● **Work to be completed**: Continue the post below on garment and footwear workers' rights, picking up after its final sentence.

● **Extract provided**:
*****
While we wait to learn how all of this will continue to play out, we thought we’d leave you on a positive note, and (re)draw your attention to an important health and safety education initiative we posted on our Facebook page a couple of weeks ago: The ILO-BFC’s Garment Workers Open University 2011.

Each Sunday, nearly 500 workers, from 20 garment factories, attended a full-day training to learn some basic knowledge about the Cambodian Labour Law, and obtain information about social protection services available to them. (ILO-BFC)

Check out the training resources available through the ILO-BFC, as well as their 2011 tentative training schedule. Click here for the list of active factories registered and monitored through the ILO-BFC.

Sneaky Business // Oxfam Australia organizes virtual protest to support the rights of footwear workers

Oxfam Australia has launched a new online campaign: Sneaky Business—a virtual march touring protesters across factories in Southeast Asia, China and Central America, all the way to the headquarters of leading shoe manufacturer, Nike. The march is a call for action for workers rights in the global footwear industry. As I write this post, there are 205 virtual protesters marching through Indonesia.

The journey shows that poor working conditions are a global problem. Worker exploitation exists whether in Australia, South East Asia or Central America. However Sneaky Business also demonstrates that there are companies doing the right thing— ensuring that footwear workers are treated with dignity and have access to their rights.(Oxfam Australia)

When the march finishes up in the next few months, Oxfam will deliver the messages of each protester to the shoe manufacturers. Teachers, this sounds like a perfect project to get your class involved with come September.
*****
● **Recorded data**:

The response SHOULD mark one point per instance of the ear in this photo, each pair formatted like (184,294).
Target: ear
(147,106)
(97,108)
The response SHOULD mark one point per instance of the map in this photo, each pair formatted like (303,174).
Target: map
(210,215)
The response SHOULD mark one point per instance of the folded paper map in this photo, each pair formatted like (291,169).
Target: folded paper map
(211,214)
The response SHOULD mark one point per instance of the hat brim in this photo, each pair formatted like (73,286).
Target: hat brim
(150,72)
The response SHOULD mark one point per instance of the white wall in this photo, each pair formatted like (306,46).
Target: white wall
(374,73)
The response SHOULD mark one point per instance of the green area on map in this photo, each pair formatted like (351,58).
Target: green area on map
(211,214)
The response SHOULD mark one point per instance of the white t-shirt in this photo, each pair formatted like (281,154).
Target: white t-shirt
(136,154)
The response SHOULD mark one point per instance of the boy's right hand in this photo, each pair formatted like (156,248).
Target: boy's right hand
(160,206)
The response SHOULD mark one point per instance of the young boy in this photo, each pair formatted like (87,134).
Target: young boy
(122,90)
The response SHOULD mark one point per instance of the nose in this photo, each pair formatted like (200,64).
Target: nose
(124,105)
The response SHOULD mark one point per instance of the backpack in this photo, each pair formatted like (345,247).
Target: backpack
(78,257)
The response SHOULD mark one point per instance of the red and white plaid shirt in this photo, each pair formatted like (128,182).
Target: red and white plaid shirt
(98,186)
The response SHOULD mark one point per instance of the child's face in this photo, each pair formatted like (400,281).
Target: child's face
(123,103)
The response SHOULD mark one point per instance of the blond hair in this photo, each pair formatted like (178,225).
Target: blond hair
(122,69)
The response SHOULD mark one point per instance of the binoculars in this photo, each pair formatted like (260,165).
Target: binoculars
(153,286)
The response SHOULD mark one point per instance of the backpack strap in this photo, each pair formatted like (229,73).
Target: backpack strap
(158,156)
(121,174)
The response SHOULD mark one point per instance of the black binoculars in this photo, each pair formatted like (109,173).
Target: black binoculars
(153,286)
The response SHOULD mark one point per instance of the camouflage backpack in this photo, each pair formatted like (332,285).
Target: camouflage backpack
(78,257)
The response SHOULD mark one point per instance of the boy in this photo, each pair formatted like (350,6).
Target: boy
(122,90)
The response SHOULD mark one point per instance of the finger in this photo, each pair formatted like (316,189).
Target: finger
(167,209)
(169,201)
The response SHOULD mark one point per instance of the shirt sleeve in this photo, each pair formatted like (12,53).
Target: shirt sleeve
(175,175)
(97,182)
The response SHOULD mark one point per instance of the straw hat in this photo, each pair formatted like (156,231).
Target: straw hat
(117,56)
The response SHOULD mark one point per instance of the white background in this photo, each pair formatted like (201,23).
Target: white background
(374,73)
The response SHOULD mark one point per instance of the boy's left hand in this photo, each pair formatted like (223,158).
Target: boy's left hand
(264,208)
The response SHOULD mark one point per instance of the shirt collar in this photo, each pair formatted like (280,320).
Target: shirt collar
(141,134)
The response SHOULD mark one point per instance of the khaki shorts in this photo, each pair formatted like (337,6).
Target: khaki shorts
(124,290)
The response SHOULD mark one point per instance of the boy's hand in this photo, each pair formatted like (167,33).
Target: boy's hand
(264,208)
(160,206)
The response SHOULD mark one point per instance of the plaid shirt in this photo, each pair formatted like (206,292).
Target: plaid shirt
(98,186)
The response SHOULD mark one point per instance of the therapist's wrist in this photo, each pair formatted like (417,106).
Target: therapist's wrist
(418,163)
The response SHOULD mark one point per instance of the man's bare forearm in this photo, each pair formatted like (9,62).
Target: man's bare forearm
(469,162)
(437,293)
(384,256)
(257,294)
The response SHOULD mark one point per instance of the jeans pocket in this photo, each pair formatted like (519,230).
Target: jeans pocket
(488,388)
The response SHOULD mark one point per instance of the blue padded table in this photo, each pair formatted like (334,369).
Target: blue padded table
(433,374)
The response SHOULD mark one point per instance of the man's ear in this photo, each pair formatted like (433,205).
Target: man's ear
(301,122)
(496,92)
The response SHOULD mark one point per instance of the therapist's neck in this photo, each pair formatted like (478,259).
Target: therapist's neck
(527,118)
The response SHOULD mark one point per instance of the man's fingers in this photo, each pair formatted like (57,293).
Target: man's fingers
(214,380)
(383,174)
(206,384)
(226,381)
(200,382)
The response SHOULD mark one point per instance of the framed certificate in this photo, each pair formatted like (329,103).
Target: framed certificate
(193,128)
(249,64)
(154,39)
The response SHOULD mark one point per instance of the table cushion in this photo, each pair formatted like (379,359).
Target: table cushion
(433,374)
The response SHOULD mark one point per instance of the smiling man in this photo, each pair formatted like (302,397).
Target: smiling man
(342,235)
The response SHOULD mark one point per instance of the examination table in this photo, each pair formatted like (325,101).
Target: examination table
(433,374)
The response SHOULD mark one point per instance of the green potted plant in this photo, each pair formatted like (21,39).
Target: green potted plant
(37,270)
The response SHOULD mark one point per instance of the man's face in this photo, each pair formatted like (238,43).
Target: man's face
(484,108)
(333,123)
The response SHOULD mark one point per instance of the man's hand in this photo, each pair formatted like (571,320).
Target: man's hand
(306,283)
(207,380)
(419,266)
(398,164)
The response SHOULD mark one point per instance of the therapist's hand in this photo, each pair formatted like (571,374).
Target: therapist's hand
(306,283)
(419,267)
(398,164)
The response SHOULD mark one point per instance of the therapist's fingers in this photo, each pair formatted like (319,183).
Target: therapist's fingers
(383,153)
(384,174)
*****
● **The answer**:
To join the march, simply choose your message and upload a picture of your sneakers!

Bloggers, be sure to check out the Sneaky Business Toolkit.

Great work Oxfam!

Made-by updates fibre benchmark to reflect current research

The Made-by  Environmental Benchmark for Fibres has been updated to reflect new research. The benchmark considers six categories: greenhouse gas emissions (GHG) until spinning, human toxicity, ecological toxicity, energy and water input and land use (Made-by).

In response to feedback we have included new fibres in this updated Benchmark; mechanically and chemically recycled polyesters are now differentiated to represent the different environmental impacts of the recycling technologies used, and recycled wool has been added in Class A. Whilst we are keeping an eye on this area, there have been no new studies made publically available to help us review the current classification of virgin wool.” (Made-by)

Please note: This is an environmental benchmark, and does not include information on any labour rights issues that may or may not be associated with the growing, processing, or manufacturing of the fibres.

For more information, click here.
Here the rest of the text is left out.